→ PROBLEM DETAILS
In the article on Mallinckrodt's second bankruptcy, why is the restructuring arrangement facing legal proceedings in Ireland? Answer in one to three sentences.

→ EXERCISE PASSAGE
----

Mallinckrodt wins court go-ahead for 2nd bankruptcy, cutting $1B from opioid payout

Mallinckrodt has essentially walked back its promise to pay $1.7 billion in an opioid settlement thanks to the company's second bankruptcy in just two years.

A U.S. bankruptcy judge on Tuesday approved Mallinckrodt’s new debt-reducing plan, which allows the company to cut $1 billion from the sum that it owed governments and individuals affected by the opioid crisis.

The bankruptcy scheme will wipe out $1.9 billion in debt from Mallinckrodt’s balance sheet once the drugmaker re-emerges from Chapter 11 toward the end of the year. The restructuring arrangement is also facing Irish legal proceedings given that Mallinckrodt is incorporated in Dublin.

“With substantially less debt and additional financial flexibility, we will be better positioned for the future as we continue delivering therapies that improve outcomes for patients with severe and critical conditions and executing on our strategic priorities,” Mallinckrodt CEO Siggi Olaffson said in a statement Tuesday.

As part of its first bankruptcy, filed in 2020, Mallinckrodt had agreed to pay $1.7 billion over eight years to resolve allegations that it used illegal tactics to boost opioid sales. The settlement barred opioid victims from suing Mallinckrodt ever again.

The first bankruptcy already eliminated a big chunk of debt for Mallinckrodt. But the company still struggled to make ends meet and unveiled the new bankruptcy bid in August.

Despite the significantly reduced obligation to the opioid fund, the majority of Mallinckrodt’s creditors still approved the debt restructuring plan. Before the Chapter 11 filing, Mallinckrodt made one last payment worth $250 million to the trust.

----

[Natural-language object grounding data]

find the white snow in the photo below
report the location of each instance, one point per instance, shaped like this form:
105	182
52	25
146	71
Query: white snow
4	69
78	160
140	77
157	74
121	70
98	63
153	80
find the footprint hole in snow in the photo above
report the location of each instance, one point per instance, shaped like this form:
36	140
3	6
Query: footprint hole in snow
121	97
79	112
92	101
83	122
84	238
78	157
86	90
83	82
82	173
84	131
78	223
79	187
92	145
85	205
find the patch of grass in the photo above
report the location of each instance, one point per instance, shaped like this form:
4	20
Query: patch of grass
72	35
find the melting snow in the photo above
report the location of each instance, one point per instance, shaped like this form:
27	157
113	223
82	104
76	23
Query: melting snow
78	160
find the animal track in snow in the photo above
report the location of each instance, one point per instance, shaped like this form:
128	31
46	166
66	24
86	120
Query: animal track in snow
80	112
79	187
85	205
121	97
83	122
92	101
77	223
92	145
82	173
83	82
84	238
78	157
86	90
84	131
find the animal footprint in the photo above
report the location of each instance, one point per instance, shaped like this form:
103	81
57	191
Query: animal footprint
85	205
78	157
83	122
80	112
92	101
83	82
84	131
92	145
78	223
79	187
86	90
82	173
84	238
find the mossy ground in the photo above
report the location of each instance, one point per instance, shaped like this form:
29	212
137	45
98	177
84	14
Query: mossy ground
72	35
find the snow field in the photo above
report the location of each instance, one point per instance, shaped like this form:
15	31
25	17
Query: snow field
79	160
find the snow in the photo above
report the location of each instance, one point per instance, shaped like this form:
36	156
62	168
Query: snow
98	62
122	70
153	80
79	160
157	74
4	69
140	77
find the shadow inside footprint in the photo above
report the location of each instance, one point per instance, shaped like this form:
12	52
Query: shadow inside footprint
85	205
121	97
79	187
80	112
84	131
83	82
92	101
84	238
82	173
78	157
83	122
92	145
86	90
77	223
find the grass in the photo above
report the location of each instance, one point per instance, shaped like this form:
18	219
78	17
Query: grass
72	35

----

→ ANSWER BOX
The restructuring arrangement faces Irish legal proceedings because Mallinckrodt is incorporated in Dublin.